Reading text:
--------------------

Optically trapped nanodiamonds could be used to measure temperature, magnetic fields and other properties inside living cells
VANCOUVER — Researchers have developed a new way to study the intricate dynamics within living cells by using optically trapped nanodiamond particles as intracellular sensors. Using custom built optical tweezers, the research team trapped the particles within the cell at low power while the cell was alive. The work represents an important advancement in quantum sensing, which takes advantage of quantum mechanics to analyze changes at the atomic level.
The researchers used optical tweezers to trap nanodiamond particles inside single leukemia cells and then demonstrated how the particles can be used to measure magnetic noise within the cell. Fatemeh Kalantarifard from Technical University of Denmark will detail the work at Optica’s Biophotonics Congress being held in Vancouver, British Columbia and online 23 – 27 April 2023. Kalantarifard’s presentation is scheduled for Monday, 24 April at 15:00-15:15 PDT (UTC – 07:00).

--------------------

Problem 1: In the article on nanodiamond sensors, what kind of cells did the researchers trap the nanodiamond particles inside?
Problem 2: Return the passage of the nanodiamond sensor article from "The researchers used" up to and including "(UTC – 07:00).", word for word.
Problem 3: Resume the article on optically trapped nanodiamond sensors, picking up after its last sentence.

Data provided:
--------------------

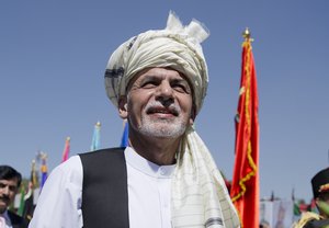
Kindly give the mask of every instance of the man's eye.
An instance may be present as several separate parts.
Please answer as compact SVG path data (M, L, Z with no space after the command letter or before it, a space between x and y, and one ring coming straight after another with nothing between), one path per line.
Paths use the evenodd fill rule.
M189 89L184 84L174 84L172 88L178 92L190 93Z
M157 87L157 83L155 81L147 81L147 82L143 83L141 87L145 89L150 89L150 88Z

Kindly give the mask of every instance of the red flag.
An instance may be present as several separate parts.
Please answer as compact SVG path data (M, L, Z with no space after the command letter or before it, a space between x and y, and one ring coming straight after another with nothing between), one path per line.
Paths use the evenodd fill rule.
M245 228L259 228L259 123L257 78L248 30L236 115L236 157L230 196Z
M63 157L61 157L61 162L66 161L69 158L70 153L70 137L66 138L65 146L64 146L64 151L63 151Z

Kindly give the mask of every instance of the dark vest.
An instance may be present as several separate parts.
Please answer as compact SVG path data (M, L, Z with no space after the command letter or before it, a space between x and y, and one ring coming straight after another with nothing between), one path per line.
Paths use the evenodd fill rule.
M128 228L128 189L124 148L79 155L83 169L83 228Z

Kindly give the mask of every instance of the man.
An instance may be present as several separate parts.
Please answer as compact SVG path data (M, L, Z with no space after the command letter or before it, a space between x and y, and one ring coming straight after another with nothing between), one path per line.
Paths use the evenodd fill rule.
M295 228L329 228L329 168L311 179L314 200L319 214L304 213Z
M70 158L47 180L30 227L239 227L225 182L192 125L207 89L207 31L167 27L122 44L106 92L129 145Z
M21 185L22 175L9 166L0 166L0 228L24 228L27 221L8 210Z

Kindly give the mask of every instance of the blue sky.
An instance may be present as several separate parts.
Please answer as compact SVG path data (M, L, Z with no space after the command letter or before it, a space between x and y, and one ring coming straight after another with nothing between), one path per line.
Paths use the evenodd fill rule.
M329 2L318 1L1 1L0 163L29 176L37 151L59 162L88 151L100 121L101 146L120 145L123 125L105 95L110 54L124 41L163 29L170 10L203 22L208 95L196 128L232 175L241 33L252 33L258 75L261 196L309 200L309 180L328 167Z

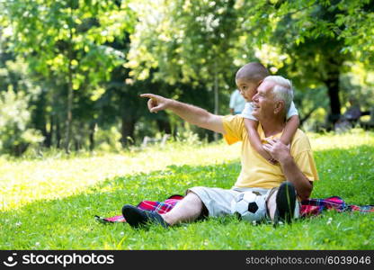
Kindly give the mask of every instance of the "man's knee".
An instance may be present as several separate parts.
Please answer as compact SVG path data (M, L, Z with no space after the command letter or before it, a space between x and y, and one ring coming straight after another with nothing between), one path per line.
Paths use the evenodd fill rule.
M197 219L200 220L208 217L207 207L204 205L204 202L202 202L201 199L195 193L189 190L184 199L187 200L189 204L191 203L191 205L193 205L192 207L195 208L197 212Z

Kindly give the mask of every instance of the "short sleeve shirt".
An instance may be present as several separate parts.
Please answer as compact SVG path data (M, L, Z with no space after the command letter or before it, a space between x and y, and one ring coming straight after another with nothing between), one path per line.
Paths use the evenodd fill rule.
M235 184L236 187L272 188L279 186L286 180L286 176L279 164L272 165L251 146L243 117L240 115L224 116L222 122L226 131L224 138L227 142L233 144L237 141L242 141L242 167ZM281 136L281 133L279 133L265 138L260 123L257 131L263 143L266 142L266 139L280 139ZM309 181L318 180L309 140L307 135L300 130L296 131L292 139L290 154L298 167Z
M254 103L245 103L245 109L243 110L242 113L240 114L242 117L246 119L251 119L257 121L252 113L254 112L254 107L252 106ZM292 102L291 105L289 106L289 112L287 112L286 119L289 120L291 116L298 115L298 110L295 107L295 104Z

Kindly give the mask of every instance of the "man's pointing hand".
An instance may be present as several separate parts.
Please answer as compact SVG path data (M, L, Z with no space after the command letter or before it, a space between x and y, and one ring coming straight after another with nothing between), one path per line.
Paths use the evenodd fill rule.
M148 100L148 109L151 112L157 112L159 111L163 111L167 109L171 100L162 97L161 95L156 95L153 94L140 94L141 97L147 97Z

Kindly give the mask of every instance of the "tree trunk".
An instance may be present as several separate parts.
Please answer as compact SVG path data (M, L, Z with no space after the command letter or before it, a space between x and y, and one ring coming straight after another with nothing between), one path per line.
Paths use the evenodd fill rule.
M218 114L218 75L217 63L214 63L214 114ZM214 133L214 140L218 140L218 133Z
M89 140L90 140L90 151L94 151L94 129L96 127L96 122L92 122L90 124L90 135L89 135Z
M72 3L70 3L72 4ZM70 5L72 6L72 5ZM72 8L70 8L70 17L73 18ZM73 20L73 19L71 19ZM67 154L69 153L69 143L71 138L71 130L72 130L72 122L73 122L73 68L72 68L72 60L73 60L73 24L74 22L71 22L72 24L69 25L69 43L67 46L67 130L66 130L66 144L65 151Z
M56 147L58 148L61 148L61 127L58 116L56 116Z
M341 117L341 104L339 99L339 71L329 74L325 81L330 99L330 113L327 118L327 128L331 129Z
M50 148L52 145L52 136L53 136L53 128L54 128L54 122L53 122L53 116L49 117L50 123L49 123L49 130L47 130L46 133L46 139L44 140L44 146L46 148ZM47 130L47 129L46 129Z
M129 119L128 116L122 116L122 126L121 126L121 134L122 138L120 142L123 148L127 148L130 144L134 144L134 130L136 121Z

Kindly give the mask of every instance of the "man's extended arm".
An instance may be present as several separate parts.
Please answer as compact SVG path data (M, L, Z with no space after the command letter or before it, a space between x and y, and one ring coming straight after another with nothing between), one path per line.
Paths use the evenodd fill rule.
M298 195L301 200L309 198L313 184L295 163L289 148L280 140L270 140L268 142L269 144L263 145L263 148L280 164L286 179L295 185Z
M222 118L219 115L215 115L204 109L153 94L142 94L140 96L149 98L148 109L151 112L170 110L191 124L225 134Z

--------------------

Answer area 1: Single leukemia cells.

Answer area 2:
The researchers used optical tweezers to trap nanodiamond particles inside single leukemia cells and then demonstrated how the particles can be used to measure magnetic noise within the cell. Fatemeh Kalantarifard from Technical University of Denmark will detail the work at Optica’s Biophotonics Congress being held in Vancouver, British Columbia and online 23 – 27 April 2023. Kalantarifard’s presentation is scheduled for Monday, 24 April at 15:00-15:15 PDT (UTC – 07:00).

Answer area 3:
Optically trapped nanodiamonds
Fluorescent nanodiamonds (FNDs) have raised interest as promising emitters and sensors for various applications. One of the most remarkable properties of FNDs is detection of physical parameters, including temperature and magnetic field, by quantum sensing. Diamond quantum sensing is based on a paramagnetic defect in diamond, the nitrogen vacancy (NV) center, which allows reading out temperature and magnetic field dependent electron spin at the nanoscale.
Caption: Schematic of the optical setup used for optical trapping (a) with an image of the fluorescent nanodiamond (FND) inside a leukemia cell (b).
Credit: Fatemeh Kalantarifard, Technical University of Denmark
Recently, researchers have used fluorescent nanodiamonds containing NV centers as intracellular sensors. In the work presented at the conference, researchers combined trapping of FNDs with spin-based photoluminescence measurement techniques common in diamond-based sensing in a single cell. FNDs were first endocytosed by cells from a human leukemia cell line, and they were then trapped by a near IR laser (1064 nm wavelength) at low power while the cell remained alive.
Once the nanodiamonds were in place within the cells and/or on the cell surface, the researchers conducted T1 relaxometry measurements to test their sensing capabilities. This method involves switching on and off a Green (532 nm wavelength) laser pulse that polarizes the electron spins of the NV centers and then lets them revert to equilibrium. Since the polarized configuration exhibits stronger fluorescence than the equilibrium state, researchers determine the spin relaxation rate by optically monitoring the intensity level of fluorescence.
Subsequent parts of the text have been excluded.